UM HAMLET NECESSÁRIO
Nova tradução da peça oferece ferramentas para que o leitor possa decifrar detalhes dos diálogos e referências cifradas.
Assim como não é incomum um sujeito nunca ter lido Sigmund Freud para, em algum momento da vida, discursar com autoridade sobre Complexo de Édipo, é bastante provável que a maioria daqueles que nunca leram um verso que seja de William Shakespeare saibam muito bem quem foi Hamlet, o príncipe da Dinamarca. O personagem, a peça, as passagens mais famosas e o conflito básico do livro fazem parte da cultura de nosso tempo. Recebemos ao longo da vida tantas referências sobre ele que acabamos por acreditar que o livro já foi mesmo lido, muito tempo atrás, só não sabemos precisamente quando.
O português conta com pelo menos uma dezena de traduções do HAMLET, algumas realmente boas, mas com a publicação recente da tradução feita pelo poeta e professor Lawrence Flores Pereira, pelo selo Penguin Classics Companhia das Letras, ganhamos todos um novo padrão, uma nova e seminal referência.
Trata-se de uma tradução que combina várias ambições e compromissos, que certamente lhe cobraram muita habilidade e testaram sua já reconhecida experiência: Lawrence mantém o mesmo número de versos do original (utilizando-se do que ele chama de alexandrinos atonais), evitando com esse procedimento transbordamentos; mantém o coloquialismo nos momentos que o original o mantém, alcançando que cada personagem tenha em português a sua própria voz (a voz que Shakespeare deu a elas); faz um uso rico do léxico português; explora muito bem o contraste entre prosa e verso sempre presente nas obras de Shakespeare; respeita o ritmo do original; e produziu um texto para ser encenado de fato, um texto que pode ser lido em voz alta ou declamado com naturalidade (cabe dizer que uma primeira versão dessa tradução já foi testada com sucesso em uma montagem sob a direção de Luciano Alabarse, em Porto Alegre, há cinco anos).
------------
A fazer:
**a)** Atualize o texto sobre a nova tradução de Hamlet: reproduza o trecho entre "Assim como não" e "e seminal referência.", inclusive, trocando "dezena" por "dúzia".
**b)** Responda com base no texto sobre a nova tradução de Hamlet:
(i) Com quantas traduções do HAMLET, no mínimo, o português conta?
(ii) Por qual selo saiu a tradução de Lawrence Flores Pereira?
(iii) Quem dirigiu a montagem em que uma primeira versão da tradução foi testada?
**c)** Prossiga com o texto sobre a nova tradução de Hamlet a partir do ponto em que ele termina.

Entradas do conjunto de dados
------------
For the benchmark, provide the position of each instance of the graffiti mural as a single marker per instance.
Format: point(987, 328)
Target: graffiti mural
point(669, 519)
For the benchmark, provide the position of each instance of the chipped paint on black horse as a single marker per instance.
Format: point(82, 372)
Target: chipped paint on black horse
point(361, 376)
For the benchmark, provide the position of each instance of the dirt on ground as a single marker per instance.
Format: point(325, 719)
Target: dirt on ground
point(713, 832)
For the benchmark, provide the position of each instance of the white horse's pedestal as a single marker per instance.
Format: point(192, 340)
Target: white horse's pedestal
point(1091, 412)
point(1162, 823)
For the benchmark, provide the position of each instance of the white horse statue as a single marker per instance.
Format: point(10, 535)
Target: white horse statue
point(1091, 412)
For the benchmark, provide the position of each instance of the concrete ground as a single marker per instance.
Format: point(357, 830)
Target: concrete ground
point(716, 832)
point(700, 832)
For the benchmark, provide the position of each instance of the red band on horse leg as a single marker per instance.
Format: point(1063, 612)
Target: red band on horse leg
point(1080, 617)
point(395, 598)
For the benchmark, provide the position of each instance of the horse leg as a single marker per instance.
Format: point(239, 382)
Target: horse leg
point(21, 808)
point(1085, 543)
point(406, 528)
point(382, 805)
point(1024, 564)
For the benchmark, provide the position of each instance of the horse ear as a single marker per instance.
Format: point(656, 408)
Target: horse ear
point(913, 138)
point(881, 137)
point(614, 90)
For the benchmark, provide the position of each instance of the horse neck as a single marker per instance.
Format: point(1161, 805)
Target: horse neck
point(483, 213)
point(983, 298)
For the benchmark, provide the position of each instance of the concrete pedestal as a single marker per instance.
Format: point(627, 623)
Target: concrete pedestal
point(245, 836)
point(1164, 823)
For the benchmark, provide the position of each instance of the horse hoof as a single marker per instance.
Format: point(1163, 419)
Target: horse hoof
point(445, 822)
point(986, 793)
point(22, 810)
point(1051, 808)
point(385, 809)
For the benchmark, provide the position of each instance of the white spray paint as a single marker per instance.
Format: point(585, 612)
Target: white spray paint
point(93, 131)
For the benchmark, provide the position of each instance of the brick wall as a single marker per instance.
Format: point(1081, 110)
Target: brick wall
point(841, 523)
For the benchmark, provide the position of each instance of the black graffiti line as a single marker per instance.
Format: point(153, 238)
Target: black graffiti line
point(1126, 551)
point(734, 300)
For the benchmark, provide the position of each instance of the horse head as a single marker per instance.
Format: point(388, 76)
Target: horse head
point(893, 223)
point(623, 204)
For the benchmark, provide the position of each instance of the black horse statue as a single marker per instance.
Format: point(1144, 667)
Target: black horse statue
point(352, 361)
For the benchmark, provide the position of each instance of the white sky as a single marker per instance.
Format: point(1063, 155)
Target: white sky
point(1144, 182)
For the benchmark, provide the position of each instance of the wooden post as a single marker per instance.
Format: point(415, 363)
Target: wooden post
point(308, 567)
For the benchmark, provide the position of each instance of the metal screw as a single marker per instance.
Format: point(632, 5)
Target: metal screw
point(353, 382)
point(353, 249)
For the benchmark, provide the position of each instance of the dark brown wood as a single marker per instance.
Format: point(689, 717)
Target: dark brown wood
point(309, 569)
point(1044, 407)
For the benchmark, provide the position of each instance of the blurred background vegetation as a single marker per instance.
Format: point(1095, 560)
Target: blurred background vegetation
------------
Respostas dadas:
**a)**
Assim como não é incomum um sujeito nunca ter lido Sigmund Freud para, em algum momento da vida, discursar com autoridade sobre Complexo de Édipo, é bastante provável que a maioria daqueles que nunca leram um verso que seja de William Shakespeare saibam muito bem quem foi Hamlet, o príncipe da Dinamarca. O personagem, a peça, as passagens mais famosas e o conflito básico do livro fazem parte da cultura de nosso tempo. Recebemos ao longo da vida tantas referências sobre ele que acabamos por acreditar que o livro já foi mesmo lido, muito tempo atrás, só não sabemos precisamente quando.
O português conta com pelo menos uma dúzia de traduções do HAMLET, algumas realmente boas, mas com a publicação recente da tradução feita pelo poeta e professor Lawrence Flores Pereira, pelo selo Penguin Classics Companhia das Letras, ganhamos todos um novo padrão, uma nova e seminal referência.

**b)**
(i) Pelo menos uma dezena.
(ii) Pelo selo Penguin Classics Companhia das Letras.
(iii) Luciano Alabarse.

**c)**
Gostei muito da tradução de Lawrence, de ler em voz alta a peça, de reencontrar aqueles bizarros personagens que parecem sempre querer me convencer da necessidade de seus atos terríveis.
O volume inclui uma série de mimos (típicos desta coleção Penguin Classics Companhia das Letras): (1) uma introdução, assinada por Lawrence, que dá conta de aspectos históricos e teatrais das obras de Shakespeare; (2) um famoso ensaio do poeta e dramaturgo Thomas S. Eliot (Nobel de 1948), em que ele alerta para o que ele chama de encantamento que a peça provoca nos leitores (principalmente naqueles cujas mentes são de natureza criativa, mas por falta de poder criativo e disciplina, dedicam-se à crítica), encantamento que os faz esquecer dos problemas técnicos que a peça tem (não os problemas que o personagem Hamlet tem); (3) duas notas breves que explicitam as fontes e o compromisso tradutório utilizado; (4) as referências bibliográficas fundamentais; e, por fim, aquilo que acredito ser o mais generoso dos presentes, (5) extensas notas de tradução, que ocupam aproximadamente um terço do volume, onde ora se argumenta sobre as soluções adotadas na tradução de passagens específicas, ora se fala da conveniência ou não de um determinado procedimento cênico, mas que também oferece explicações sobre aquilo que é cifrado ou enigmático demais no original, como certos antropônimos, topônimos, passagens que fazem alusão a mitologia, história e sociologia. Essas últimas notas fazem a festa de um leitor curioso.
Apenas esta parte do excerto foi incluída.